WHAT THE TASK ASKS> Copy the rows below word for word, starting with the line that contains "In this photo, each instance of the red shirt" and continuing through the very last row, with both of those lines included.
§ §
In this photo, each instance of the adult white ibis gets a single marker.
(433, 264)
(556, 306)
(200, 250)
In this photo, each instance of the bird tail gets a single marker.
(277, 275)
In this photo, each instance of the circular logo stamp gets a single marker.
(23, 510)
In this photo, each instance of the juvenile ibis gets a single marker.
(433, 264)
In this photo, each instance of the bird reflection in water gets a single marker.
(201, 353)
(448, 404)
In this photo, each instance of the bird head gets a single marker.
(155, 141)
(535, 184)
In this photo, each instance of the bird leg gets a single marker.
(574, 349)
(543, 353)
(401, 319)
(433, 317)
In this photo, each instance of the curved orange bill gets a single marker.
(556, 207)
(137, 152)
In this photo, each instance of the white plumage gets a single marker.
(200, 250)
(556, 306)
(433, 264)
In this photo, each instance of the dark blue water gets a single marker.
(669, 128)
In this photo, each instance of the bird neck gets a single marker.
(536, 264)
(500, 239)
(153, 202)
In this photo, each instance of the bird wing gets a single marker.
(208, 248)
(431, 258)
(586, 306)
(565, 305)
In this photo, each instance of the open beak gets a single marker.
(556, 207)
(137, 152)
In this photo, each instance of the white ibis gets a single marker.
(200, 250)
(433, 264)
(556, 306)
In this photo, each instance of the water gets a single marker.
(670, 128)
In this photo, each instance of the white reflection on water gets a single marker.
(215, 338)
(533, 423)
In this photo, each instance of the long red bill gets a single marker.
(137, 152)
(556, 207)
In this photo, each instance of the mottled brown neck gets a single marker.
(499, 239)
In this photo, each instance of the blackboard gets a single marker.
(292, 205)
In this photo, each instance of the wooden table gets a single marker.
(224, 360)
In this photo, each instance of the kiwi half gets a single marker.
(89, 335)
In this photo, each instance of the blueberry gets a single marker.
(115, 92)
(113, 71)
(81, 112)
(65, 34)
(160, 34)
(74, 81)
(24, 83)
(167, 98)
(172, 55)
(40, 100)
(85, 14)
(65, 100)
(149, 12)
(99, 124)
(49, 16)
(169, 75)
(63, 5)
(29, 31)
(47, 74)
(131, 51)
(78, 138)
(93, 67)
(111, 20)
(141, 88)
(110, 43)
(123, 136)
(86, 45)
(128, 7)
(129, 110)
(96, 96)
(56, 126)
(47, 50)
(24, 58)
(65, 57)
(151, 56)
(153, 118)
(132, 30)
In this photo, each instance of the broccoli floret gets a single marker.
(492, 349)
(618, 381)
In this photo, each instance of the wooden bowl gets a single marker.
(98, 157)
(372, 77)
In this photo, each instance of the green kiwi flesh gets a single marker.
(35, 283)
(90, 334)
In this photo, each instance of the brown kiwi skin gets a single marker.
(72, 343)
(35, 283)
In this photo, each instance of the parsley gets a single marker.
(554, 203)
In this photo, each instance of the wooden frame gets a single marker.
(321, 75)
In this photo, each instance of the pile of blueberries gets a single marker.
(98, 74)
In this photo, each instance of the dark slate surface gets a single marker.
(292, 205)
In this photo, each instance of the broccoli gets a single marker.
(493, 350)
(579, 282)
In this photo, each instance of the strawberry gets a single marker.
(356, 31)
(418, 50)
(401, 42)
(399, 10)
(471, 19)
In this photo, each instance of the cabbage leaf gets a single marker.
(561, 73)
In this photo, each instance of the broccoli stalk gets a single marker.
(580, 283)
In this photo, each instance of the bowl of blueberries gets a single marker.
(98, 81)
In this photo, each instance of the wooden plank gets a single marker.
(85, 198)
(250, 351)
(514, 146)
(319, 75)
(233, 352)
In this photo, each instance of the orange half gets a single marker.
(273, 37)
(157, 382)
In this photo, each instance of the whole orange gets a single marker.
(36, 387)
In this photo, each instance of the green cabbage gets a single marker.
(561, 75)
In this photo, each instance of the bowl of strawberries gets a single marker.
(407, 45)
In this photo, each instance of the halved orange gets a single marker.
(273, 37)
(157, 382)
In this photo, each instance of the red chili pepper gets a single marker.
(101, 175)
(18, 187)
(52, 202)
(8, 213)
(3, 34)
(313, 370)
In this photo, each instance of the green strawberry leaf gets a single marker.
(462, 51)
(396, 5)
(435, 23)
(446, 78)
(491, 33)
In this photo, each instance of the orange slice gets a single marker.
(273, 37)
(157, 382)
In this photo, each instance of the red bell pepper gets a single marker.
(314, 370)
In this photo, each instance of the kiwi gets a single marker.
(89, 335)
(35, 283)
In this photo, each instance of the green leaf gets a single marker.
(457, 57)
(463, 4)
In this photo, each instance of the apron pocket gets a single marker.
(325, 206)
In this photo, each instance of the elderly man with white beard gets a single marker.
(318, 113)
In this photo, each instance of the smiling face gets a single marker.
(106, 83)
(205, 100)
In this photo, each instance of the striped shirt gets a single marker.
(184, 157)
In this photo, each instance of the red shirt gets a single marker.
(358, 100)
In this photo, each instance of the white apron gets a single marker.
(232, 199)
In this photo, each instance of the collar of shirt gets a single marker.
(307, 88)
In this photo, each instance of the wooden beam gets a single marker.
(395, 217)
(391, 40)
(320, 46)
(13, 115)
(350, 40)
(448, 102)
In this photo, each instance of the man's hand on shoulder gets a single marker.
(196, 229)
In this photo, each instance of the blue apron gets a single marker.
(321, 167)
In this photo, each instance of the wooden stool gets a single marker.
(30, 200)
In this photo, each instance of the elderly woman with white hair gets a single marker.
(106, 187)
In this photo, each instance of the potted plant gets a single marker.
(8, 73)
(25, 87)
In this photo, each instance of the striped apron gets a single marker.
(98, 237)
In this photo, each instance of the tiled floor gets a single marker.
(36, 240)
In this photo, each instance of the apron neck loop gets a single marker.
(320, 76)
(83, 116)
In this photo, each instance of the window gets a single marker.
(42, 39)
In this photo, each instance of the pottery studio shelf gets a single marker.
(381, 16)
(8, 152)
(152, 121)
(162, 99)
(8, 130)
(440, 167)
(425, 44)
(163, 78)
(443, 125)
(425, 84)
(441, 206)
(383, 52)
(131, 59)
§ §
EXERCISE RESPONSE>
In this photo, each instance of the red shirt gets a single marker.
(358, 100)
In this photo, each instance of the white apron gets a single marker.
(232, 199)
In this photo, each instance of the collar of shirt gets a single marker.
(307, 88)
In this photo, each instance of the wooden beam gets a single marker.
(395, 217)
(391, 40)
(320, 46)
(13, 115)
(350, 40)
(448, 102)
In this photo, each instance of the man's hand on shoulder gets a single marker.
(196, 229)
In this photo, each instance of the blue apron gets a single marker.
(321, 167)
In this photo, each instance of the wooden stool gets a single marker.
(30, 200)
In this photo, each instance of the elderly woman with white hair gets a single marker.
(106, 187)
In this photo, each instance of the potted plant gets a single marker.
(8, 73)
(25, 87)
In this photo, each instance of the striped apron gets a single marker.
(98, 237)
In this photo, each instance of the tiled floor gets a single marker.
(36, 240)
In this photo, each instance of the apron neck loop gets a single marker.
(320, 76)
(83, 116)
In this photo, each instance of the window gets a single marker.
(42, 39)
In this photo, each instance of the pottery studio shelf gets a single marker.
(381, 16)
(8, 152)
(152, 121)
(162, 99)
(8, 130)
(440, 167)
(425, 44)
(163, 78)
(443, 125)
(425, 84)
(441, 206)
(383, 52)
(131, 59)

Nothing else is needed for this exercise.